==== Records for this task ====
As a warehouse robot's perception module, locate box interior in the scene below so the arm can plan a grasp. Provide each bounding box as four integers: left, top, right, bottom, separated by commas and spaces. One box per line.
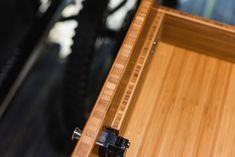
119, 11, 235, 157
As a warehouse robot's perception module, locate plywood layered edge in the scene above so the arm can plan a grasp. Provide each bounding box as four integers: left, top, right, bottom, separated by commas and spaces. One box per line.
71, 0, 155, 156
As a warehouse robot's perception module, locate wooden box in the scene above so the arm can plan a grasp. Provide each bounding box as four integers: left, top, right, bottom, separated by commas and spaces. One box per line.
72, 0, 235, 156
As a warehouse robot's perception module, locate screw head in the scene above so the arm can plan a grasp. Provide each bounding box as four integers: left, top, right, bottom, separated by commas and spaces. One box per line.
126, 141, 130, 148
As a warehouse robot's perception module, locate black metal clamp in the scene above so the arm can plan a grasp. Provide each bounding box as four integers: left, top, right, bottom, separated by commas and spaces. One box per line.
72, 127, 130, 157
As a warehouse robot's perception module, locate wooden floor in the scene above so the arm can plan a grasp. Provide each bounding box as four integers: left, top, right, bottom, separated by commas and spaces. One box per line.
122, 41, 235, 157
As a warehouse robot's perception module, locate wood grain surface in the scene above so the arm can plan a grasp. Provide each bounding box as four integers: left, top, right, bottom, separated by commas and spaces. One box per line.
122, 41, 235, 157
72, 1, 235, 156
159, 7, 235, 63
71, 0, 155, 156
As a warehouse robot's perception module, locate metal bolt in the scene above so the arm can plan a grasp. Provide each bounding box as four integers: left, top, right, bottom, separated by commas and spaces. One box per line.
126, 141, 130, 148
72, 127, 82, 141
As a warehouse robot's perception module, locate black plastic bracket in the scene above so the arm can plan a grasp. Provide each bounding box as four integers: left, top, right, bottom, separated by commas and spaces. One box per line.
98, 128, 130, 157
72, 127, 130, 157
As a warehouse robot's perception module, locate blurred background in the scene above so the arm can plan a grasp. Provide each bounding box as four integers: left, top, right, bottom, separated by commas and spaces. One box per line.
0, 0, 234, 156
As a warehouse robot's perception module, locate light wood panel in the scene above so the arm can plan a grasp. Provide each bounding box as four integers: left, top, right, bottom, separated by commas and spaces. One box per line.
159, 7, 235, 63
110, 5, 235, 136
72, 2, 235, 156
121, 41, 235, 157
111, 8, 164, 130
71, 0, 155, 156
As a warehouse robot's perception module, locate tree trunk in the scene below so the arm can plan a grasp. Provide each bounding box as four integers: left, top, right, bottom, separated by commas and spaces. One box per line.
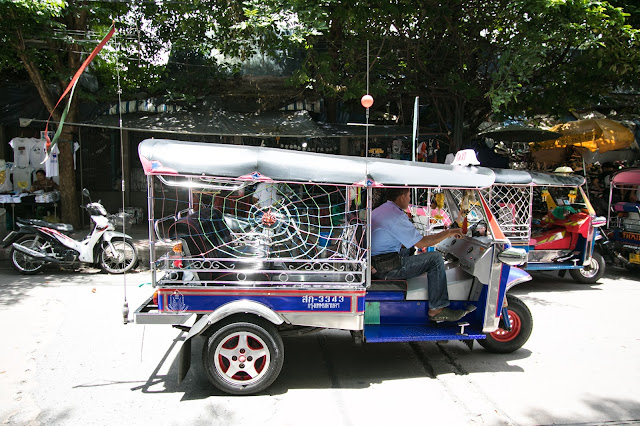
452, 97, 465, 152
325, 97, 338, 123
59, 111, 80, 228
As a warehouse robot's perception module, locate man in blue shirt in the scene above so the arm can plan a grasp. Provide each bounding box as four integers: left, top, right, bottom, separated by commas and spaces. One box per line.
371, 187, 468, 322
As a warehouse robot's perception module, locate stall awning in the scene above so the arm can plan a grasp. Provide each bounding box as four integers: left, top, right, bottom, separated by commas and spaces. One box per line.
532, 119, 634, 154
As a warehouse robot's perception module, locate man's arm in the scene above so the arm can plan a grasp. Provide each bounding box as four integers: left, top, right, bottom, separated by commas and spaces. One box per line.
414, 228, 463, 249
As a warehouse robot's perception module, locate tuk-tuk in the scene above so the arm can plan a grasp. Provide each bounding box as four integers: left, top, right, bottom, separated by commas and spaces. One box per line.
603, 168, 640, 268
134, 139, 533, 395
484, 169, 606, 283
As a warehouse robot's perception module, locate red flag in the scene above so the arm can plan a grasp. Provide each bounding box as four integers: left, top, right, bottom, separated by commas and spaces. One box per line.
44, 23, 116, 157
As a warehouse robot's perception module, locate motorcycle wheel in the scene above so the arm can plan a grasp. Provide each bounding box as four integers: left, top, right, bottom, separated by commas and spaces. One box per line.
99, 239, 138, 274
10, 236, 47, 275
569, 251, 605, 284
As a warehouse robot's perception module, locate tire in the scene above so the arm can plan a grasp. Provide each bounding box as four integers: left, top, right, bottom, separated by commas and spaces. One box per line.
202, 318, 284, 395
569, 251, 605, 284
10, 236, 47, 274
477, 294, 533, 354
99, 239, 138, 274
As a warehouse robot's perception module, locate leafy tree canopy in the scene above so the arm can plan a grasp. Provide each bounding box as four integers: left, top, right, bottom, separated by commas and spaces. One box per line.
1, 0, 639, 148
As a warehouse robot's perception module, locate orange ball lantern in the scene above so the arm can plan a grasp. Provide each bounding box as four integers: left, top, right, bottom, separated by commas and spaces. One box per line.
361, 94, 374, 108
====
Problem to work on >>
All of the data should come back exactly as written, but without pictures.

Task answer >>
As a warehouse robot's perception module, locate box interior in the scene below so the arm can plan a grasp. Provide each bounding box as four integers: left, top, right, bottom, separated by commas and spaces. One box per line.
119, 11, 235, 157
As a warehouse robot's perception module, locate plywood layered edge in the scene above so the arm can plan a grasp. Provide each bounding box as four integers: left, top, right, bottom, separated by commas and spaces. One box per line.
71, 0, 155, 156
As a warehouse robot's perception module, locate wooden box in the scene above so the arm can plan a grasp. Provide each bounding box as four integers: left, top, right, bottom, separated by commas and spaces. One box per line.
72, 0, 235, 156
As a warehouse robot's perception module, locate screw head in the scene above so the arm can plan a grasp. Provide each bounding box as four integers: left, top, right, bottom, separated by commas and spaces. One box per line.
126, 141, 130, 148
As a warehouse robot's perception module, locate black metal clamp in the scene above so the arm can plan a grasp. Provide each bounding box as four integers: left, top, right, bottom, separated by commas and spaces. One box per line.
72, 127, 130, 157
As a warehouse robot's perception module, locate wooden floor in the scene above so the arm can plan a grasp. Provide each bounding box as four integers: left, top, right, bottom, separated by commas and spaces. One box per line.
122, 41, 235, 157
As a warehouse robot's perception module, locate wood grain surface in the scene above so the arm can plan a grasp. Provide each bounding box as four integers: left, top, right, bottom, separated by commas and spaces. One box per line.
122, 41, 235, 157
72, 1, 235, 156
159, 7, 235, 63
71, 0, 155, 156
As a warehouse robot's perception module, locate metal bolt in the scene above so the arm can plan a grasp. Provide each bounding box as four integers: left, top, right, bottom, separated by commas and spaces. One box per line.
126, 141, 130, 148
72, 127, 82, 141
As a warehouse robot's perception module, locate black plastic bracket in the scene above so the arm can plan a grasp. Provide each bounding box as four integers: left, top, right, bottom, separated by commas and spaces. One box per line.
98, 128, 130, 157
72, 127, 130, 157
As a warehouse robot's perception module, locate blurred background in the scene above so the arm can plan a grasp. Provide each bounding box as four integers: left, top, right, bottom, separated by commas and spaces. One box per line.
0, 0, 234, 156
As a warehouse robot's perception module, locate light wood panel in the scene above so the arm can plan a grasp. Provide each bounding box as four integers: left, top, right, bottom, separated by commas and spaces. One box per line.
159, 7, 235, 63
110, 5, 235, 136
72, 2, 235, 156
121, 41, 235, 157
111, 8, 164, 130
71, 0, 155, 156
As a warehouse robot's perception module, locate tree trunk in the scene below so the arm can plan a grasp. Provide each bounding box as four integers: left, top, right, bottom, separated by commas and spaces. One box per line.
452, 97, 465, 152
325, 97, 338, 123
59, 111, 80, 228
As a warehouse robot's perception module, locate man in blue shirt in the scene above so the arm can plan a grasp. Provide each bounding box as four integers: left, top, right, bottom, separated by commas and spaces. One box per line.
371, 187, 468, 322
As a warehouse robot's perception module, locate stall awning in the scene above so the arm can plan a grasp. Provide each bounding box as four integers: left, top, right, bottom, separated by commas and spaces. One box per line.
532, 119, 634, 154
As a warehouse robot's perception module, locate man's arm in the scene above so the arm can plan a grasp. Provide each bounding box as four integers: left, top, right, bottom, separated by commas and spaces. One box per line.
414, 228, 463, 249
As a warehouse robot's perception module, locate tuk-tuk in the scene above so the arm can plan a grasp. Provide each bounding box as four integers: left, top, right, bottom, separated by commas and spaces. One box per line.
603, 168, 640, 268
134, 139, 533, 395
484, 169, 606, 283
As a warehouse robot's perception module, locate red flag in the scene above so the arm can plan a grasp. Provide each bounding box as four integers: left, top, right, bottom, separated by commas and spaces. One box per line.
44, 23, 116, 157
As a warehouse robot's perception module, locate motorcycle wheel in the scene above so the arm can plan a grasp. Provide each bounding box as four integers: left, top, right, bottom, separated by commas and spaces. One box per line.
99, 239, 138, 274
10, 236, 47, 275
569, 251, 605, 284
As a warehouse robot's perception module, locate tire in the scene above so the arm can plan a grasp. Provide each bounding box as four integers: left, top, right, bottom, separated by commas and spaces. One box per line.
202, 318, 284, 395
569, 251, 605, 284
10, 236, 47, 274
477, 294, 533, 354
99, 239, 138, 274
As a warehouse robot's perception module, locate leafy tree canopy in the scene above so the arm can plan a grasp. Provide each bounding box as four integers: left, top, right, bottom, separated by commas and spaces. One box per line.
1, 0, 639, 148
As a warehouse robot's perception module, locate orange ball lantern in the scene above so the arm can plan a grasp. Provide each bounding box as four integers: left, top, right, bottom, separated by commas and spaces. One box per line.
361, 94, 374, 108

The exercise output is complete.